*YOUR GOAL:* Set out as a numbered list, omitting any blank lines, the lines running from the line that contains "[pin] black marking" up to and including the final line of the entries.

*DATASET ENTRIES:*
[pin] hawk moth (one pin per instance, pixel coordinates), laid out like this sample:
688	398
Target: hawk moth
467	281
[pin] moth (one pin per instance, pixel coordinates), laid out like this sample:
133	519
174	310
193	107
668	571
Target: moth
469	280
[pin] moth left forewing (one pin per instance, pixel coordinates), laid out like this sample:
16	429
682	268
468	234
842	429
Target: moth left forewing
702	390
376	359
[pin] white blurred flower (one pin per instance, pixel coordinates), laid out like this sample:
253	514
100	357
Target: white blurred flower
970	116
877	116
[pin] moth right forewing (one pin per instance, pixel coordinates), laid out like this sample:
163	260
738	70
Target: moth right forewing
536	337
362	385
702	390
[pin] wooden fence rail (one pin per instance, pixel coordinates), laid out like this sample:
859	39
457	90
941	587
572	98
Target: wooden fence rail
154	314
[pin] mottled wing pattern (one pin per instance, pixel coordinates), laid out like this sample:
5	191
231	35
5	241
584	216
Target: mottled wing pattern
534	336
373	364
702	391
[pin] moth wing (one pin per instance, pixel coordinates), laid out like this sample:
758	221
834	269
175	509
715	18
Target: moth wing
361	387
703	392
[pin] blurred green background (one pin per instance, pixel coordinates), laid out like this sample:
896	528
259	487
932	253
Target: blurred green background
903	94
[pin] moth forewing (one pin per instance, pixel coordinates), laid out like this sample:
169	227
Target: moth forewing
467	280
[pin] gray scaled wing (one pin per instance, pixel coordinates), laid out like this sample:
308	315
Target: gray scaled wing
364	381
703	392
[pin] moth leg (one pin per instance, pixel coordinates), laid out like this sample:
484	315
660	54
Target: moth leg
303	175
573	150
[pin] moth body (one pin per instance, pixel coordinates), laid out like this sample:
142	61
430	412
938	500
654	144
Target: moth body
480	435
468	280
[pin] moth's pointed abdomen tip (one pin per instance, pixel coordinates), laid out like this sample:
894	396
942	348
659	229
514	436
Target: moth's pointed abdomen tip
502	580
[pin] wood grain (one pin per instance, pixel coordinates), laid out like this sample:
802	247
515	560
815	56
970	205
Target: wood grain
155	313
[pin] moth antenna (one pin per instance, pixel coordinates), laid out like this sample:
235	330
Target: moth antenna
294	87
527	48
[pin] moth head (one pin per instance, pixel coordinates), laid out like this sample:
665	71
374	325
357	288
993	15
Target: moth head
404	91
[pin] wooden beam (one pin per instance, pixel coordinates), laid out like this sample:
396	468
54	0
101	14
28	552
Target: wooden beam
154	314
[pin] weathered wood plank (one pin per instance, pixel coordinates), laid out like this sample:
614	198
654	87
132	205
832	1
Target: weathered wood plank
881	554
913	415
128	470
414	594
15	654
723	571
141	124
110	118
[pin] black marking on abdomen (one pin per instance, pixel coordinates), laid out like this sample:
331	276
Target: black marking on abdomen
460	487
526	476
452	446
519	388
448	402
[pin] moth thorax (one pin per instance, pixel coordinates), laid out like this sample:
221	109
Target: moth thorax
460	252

*ANSWER BELOW:*
1. [pin] black marking on abdomen (one pin per instance, pixel coordinates), laid out like this sample:
2. 331	276
3. Target: black marking on abdomen
4. 460	487
5. 526	476
6. 452	446
7. 519	388
8. 448	402
9. [pin] moth thorax (one pin per instance, pixel coordinates), laid out like this sample:
10. 221	109
11. Target: moth thorax
12. 460	252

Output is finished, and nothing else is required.